WASHINGTON — House Republicans are pushing Democrats to accept a debt ceiling bill that limits how much money Congress is allowed to spend next year.
But achieving that goal — and making it stick — would require breaking a logjam between the two parties that has persisted for over a decade: how to divvy up spending between military and domestic priorities.
Republicans want higher defense spending and Democrats want more money for nondefense programs like health care, education and help for veterans. In recent years, the two parties struck a detente: Just increase both, and everybody gets a win.
Now, House Speaker Kevin McCarthy, R-Calif., and his conservative allies want to shatter that compact, arguing that spending is out of control. But slashing domestic funding without touching the military, as many Republicans want to do, won’t fly with Democrats.
Rep. Tom Cole, R-Okla, chair of the powerful Rules Committee, said defense spending should be spared because “it’s a very dangerous world right now.
“Look, I think threats set defense spending. Domestic priorities are wants and desires, but you don’t necessarily get everything. Defense is, to me, a very different level of commitment,” he said.
Democrats made clear they want equal treatment between the two.
“There is certain parity between defense and nondefense” spending, said Sen. Ben Cardin, D-Md. “And that’s an issue that’s important in our caucus.”

▶ MATERIAL:
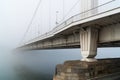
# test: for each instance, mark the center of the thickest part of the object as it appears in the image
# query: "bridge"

▶ DIRECTIONS:
#1 In the article on defense and domestic spending, which committee does Rep. Tom Cole chair?
#2 Write down the passage of the article on defense and domestic spending between "WASHINGTON — House" and "and domestic priorities.", inclusive.
You can leave the lines out of consideration.

▶ EXERCISE SOLUTIONS:
#1 The Rules Committee.

#2
WASHINGTON — House Republicans are pushing Democrats to accept a debt ceiling bill that limits how much money Congress is allowed to spend next year.
But achieving that goal — and making it stick — would require breaking a logjam between the two parties that has persisted for over a decade: how to divvy up spending between military and domestic priorities.